## START INFORMATION SUPPLIED

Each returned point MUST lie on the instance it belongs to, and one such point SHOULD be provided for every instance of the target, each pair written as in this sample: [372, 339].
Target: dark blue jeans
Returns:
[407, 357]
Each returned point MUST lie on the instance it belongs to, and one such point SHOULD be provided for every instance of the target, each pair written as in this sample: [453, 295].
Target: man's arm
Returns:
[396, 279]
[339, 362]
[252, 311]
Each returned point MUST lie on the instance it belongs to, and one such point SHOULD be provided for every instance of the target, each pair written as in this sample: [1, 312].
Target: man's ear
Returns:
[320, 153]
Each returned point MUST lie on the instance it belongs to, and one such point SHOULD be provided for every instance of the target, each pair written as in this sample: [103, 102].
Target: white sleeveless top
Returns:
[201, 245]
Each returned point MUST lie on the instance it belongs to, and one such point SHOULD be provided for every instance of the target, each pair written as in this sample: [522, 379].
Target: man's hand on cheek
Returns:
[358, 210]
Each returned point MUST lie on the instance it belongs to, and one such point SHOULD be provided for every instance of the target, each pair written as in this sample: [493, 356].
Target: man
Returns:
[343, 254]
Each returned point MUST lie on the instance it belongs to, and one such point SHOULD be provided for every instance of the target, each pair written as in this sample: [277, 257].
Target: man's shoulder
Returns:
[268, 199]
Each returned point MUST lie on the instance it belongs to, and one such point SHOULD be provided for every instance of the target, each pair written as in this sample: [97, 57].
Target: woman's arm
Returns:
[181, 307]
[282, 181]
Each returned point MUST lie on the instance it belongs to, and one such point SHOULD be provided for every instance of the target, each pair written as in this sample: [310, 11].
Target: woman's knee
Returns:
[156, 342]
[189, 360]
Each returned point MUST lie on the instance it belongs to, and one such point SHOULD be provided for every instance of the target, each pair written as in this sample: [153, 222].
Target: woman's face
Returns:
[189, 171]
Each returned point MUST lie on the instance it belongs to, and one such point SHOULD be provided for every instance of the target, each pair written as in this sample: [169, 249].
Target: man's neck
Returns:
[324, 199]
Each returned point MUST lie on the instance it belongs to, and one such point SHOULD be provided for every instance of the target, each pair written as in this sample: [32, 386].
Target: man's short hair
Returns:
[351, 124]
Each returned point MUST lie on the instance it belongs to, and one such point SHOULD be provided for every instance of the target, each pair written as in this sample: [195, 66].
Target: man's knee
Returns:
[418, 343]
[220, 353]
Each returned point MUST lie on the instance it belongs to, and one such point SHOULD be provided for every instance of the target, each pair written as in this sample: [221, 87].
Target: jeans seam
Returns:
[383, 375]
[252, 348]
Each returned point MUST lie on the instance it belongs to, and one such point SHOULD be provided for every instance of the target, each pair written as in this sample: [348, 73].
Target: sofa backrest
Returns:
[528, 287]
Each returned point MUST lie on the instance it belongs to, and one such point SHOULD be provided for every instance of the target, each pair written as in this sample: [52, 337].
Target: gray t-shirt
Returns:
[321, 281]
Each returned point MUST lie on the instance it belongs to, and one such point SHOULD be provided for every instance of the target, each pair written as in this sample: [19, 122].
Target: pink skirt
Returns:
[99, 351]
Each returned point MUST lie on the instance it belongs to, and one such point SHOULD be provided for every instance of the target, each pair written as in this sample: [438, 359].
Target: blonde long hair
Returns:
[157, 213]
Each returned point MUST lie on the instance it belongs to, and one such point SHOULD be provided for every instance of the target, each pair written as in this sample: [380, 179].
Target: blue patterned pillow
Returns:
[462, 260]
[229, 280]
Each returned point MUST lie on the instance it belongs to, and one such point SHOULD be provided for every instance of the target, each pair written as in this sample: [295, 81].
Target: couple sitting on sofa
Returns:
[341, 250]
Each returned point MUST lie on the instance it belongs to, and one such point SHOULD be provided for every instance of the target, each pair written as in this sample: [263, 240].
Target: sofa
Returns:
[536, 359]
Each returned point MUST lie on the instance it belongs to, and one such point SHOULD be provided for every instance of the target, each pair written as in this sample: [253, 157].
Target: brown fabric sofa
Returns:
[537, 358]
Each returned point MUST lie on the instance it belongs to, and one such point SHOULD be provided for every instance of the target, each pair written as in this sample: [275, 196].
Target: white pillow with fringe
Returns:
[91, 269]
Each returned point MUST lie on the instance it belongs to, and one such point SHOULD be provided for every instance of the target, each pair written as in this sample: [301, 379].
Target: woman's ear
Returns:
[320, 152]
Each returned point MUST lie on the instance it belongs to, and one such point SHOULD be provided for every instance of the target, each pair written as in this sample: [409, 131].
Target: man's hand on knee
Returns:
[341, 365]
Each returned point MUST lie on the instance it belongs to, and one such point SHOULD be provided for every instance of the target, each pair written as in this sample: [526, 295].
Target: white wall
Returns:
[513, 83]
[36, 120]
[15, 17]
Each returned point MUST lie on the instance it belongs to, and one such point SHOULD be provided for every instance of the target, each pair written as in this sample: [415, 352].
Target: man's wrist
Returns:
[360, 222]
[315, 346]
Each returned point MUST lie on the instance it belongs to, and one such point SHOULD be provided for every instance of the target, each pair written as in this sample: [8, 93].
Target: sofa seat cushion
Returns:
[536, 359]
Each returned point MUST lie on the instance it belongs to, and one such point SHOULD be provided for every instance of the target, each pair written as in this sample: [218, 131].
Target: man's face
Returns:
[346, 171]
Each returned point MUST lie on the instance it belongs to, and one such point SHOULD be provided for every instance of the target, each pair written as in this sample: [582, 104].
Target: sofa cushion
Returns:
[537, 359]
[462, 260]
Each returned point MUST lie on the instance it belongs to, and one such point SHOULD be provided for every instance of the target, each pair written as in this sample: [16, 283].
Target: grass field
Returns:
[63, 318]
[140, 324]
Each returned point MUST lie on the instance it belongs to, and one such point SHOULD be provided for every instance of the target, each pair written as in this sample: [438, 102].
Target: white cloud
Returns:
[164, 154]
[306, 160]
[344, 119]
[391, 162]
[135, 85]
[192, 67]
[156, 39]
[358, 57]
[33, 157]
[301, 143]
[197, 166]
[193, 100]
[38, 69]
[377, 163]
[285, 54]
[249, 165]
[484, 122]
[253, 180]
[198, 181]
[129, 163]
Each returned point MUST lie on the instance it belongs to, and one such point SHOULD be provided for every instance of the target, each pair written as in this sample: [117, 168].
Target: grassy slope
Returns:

## END INFORMATION SUPPLIED

■ INSTRUCTION:
Output each record exactly, leaving nothing out.

■ EXERCISE ANSWER:
Each returned point MUST lie on the instance it belongs to, and one such point SHOULD be provided for every instance of the target, each pair written as in this sample: [372, 339].
Target: dark blue jeans
Returns:
[407, 357]
Each returned point MUST lie on the instance it belongs to, and one such point SHOULD be provided for every instance of the target, each pair written as in this sample: [453, 295].
Target: man's arm
Returns:
[396, 279]
[339, 362]
[252, 311]
Each returned point MUST lie on the instance it belongs to, and one such point SHOULD be provided for every instance of the target, each pair written as in this sample: [1, 312].
Target: man's ear
Returns:
[320, 153]
Each returned point MUST lie on the instance it belongs to, and one such point SHOULD be provided for every instance of the target, each pair written as in this sample: [103, 102].
Target: white sleeveless top
Returns:
[201, 245]
Each returned point MUST lie on the instance it belongs to, and one such point SHOULD be provided for every instance of the target, each pair written as in this sample: [522, 379].
Target: man's hand on cheek
Returns:
[358, 210]
Each returned point MUST lie on the instance it belongs to, and one such point SHOULD be provided for every instance of the target, each pair written as in this sample: [493, 356].
Target: man
Returns:
[343, 254]
Each returned point MUST lie on the instance it belongs to, and one such point SHOULD be provided for every instance of the target, each pair written as in this sample: [277, 257].
Target: man's shoulder
Returns:
[268, 199]
Each returned point MUST lie on the instance it belongs to, and one such point SHOULD be provided for every instance of the target, each pair written as in this sample: [97, 57].
Target: woman's arm
Returns:
[181, 307]
[282, 181]
Each returned point MUST lie on the instance it belongs to, and one such point SHOULD be provided for every instance of the target, each pair written as in this sample: [310, 11].
Target: woman's knee
Returns:
[156, 342]
[189, 360]
Each returned point MUST lie on the instance it belongs to, and one such point SHOULD be provided for every instance of the target, each pair written as in this sample: [153, 222].
Target: woman's face
Returns:
[189, 171]
Each returned point MUST lie on the instance it belongs to, and one such point SHOULD be provided for every instance of the target, each pair written as in this sample: [169, 249].
Target: man's neck
Returns:
[324, 199]
Each returned point MUST lie on the instance it belongs to, and one such point SHOULD be provided for every instance of the target, each pair written as in this sample: [32, 386].
Target: man's short hair
Returns:
[351, 124]
Each returned point MUST lie on the instance it belongs to, and one such point SHOULD be provided for every instance of the target, each pair written as in this sample: [195, 66].
Target: man's knee
Returns:
[418, 343]
[220, 353]
Each returned point MUST lie on the instance it belongs to, and one such point SHOULD be provided for every instance of the target, each pair written as in this sample: [221, 87].
Target: jeans seam
Returns:
[383, 375]
[252, 348]
Each returned point MUST lie on the instance it belongs to, and one such point SHOULD be provided for every instance of the target, each pair written as in this sample: [348, 73].
Target: sofa backrest
Returns:
[528, 287]
Each returned point MUST lie on the instance it belongs to, and one such point SHOULD be provided for every instance of the target, each pair written as in this sample: [52, 337].
Target: gray t-shirt
Returns:
[321, 281]
Each returned point MUST lie on the instance it belongs to, and one such point SHOULD be provided for every instance of the target, each pair written as in this sample: [19, 122].
Target: pink skirt
Returns:
[99, 351]
Each returned point MUST lie on the instance it belongs to, and one such point SHOULD be provided for every instance of the target, each pair written as in this sample: [438, 359].
Target: blonde long hair
Returns:
[157, 213]
Each returned point MUST lie on the instance it belongs to, and one such point SHOULD be provided for every instance of the target, each pair written as in this sample: [380, 179].
Target: blue patterned pillow
Returns:
[462, 260]
[229, 280]
Each returned point MUST lie on the instance it belongs to, and one such point SHOULD be provided for every instance of the target, each pair written as in this sample: [295, 81].
Target: couple sitting on sofa
Returns:
[341, 250]
Each returned point MUST lie on the instance it belongs to, and one such point SHOULD be provided for every instance of the target, each pair written as in this sample: [263, 240].
Target: sofa
Returns:
[536, 359]
Each returned point MUST lie on the instance it belongs to, and one such point SHOULD be provided for every instance of the target, each pair written as in this sample: [253, 157].
Target: brown fabric sofa
Returns:
[537, 358]
Each returned point MUST lie on the instance it belongs to, and one such point SHOULD be provided for every instance of the target, each pair written as in this sample: [275, 196].
Target: white pillow with fringe
Returns:
[91, 269]
Each returned point MUST lie on the instance it belongs to, and one such point SHOULD be provided for every instance of the target, each pair written as in this sample: [301, 379].
Target: woman's ear
Returns:
[320, 152]
Each returned point MUST lie on the instance it belongs to, and one such point SHOULD be provided for every instance of the target, each pair written as in this sample: [409, 131].
Target: man's hand on knee
Returns:
[341, 365]
Each returned point MUST lie on the instance it belongs to, and one such point SHOULD be provided for every instance of the target, each pair written as in this sample: [526, 295].
Target: white wall
Returns:
[513, 83]
[36, 120]
[15, 17]
Each returned point MUST lie on the instance it belongs to, and one such point SHOULD be provided for every instance of the target, each pair written as in this sample: [415, 352].
Target: man's wrist
Returns:
[360, 222]
[315, 346]
Each returned point MUST lie on the instance it belongs to, and one such point SHOULD be provided for every instance of the target, each pair written as in this sample: [8, 93].
Target: sofa seat cushion
Returns:
[536, 359]
Each returned point MUST lie on the instance it belongs to, and one such point SHOULD be provided for every instance of the target, each pair written as in this sample: [218, 131].
Target: man's face
Returns:
[346, 171]
Each returned point MUST lie on the instance it belongs to, and one such point SHOULD be provided for every instance of the target, each pair written as in this sample: [582, 104].
Target: sofa cushion
Returns:
[537, 359]
[462, 260]
Each returned point MUST lie on the instance it belongs to, and one such point SHOULD be provided for every instance of the target, each pair written as in this sample: [16, 283].
Target: grass field
Returns:
[63, 318]
[140, 324]
Each returned point MUST lie on the instance it belongs to, and one such point SHOULD be provided for every instance of the target, each pair written as in this sample: [438, 102].
Target: white cloud
Returns:
[164, 154]
[306, 160]
[344, 119]
[391, 162]
[135, 85]
[192, 67]
[156, 39]
[358, 57]
[33, 157]
[301, 143]
[197, 166]
[193, 100]
[38, 69]
[377, 163]
[285, 54]
[249, 165]
[484, 122]
[253, 180]
[198, 181]
[129, 163]
Each returned point MUST lie on the instance it belongs to, and one such point SHOULD be provided for every instance of the target, each pair written as in this sample: [117, 168].
Target: grassy slope
Returns:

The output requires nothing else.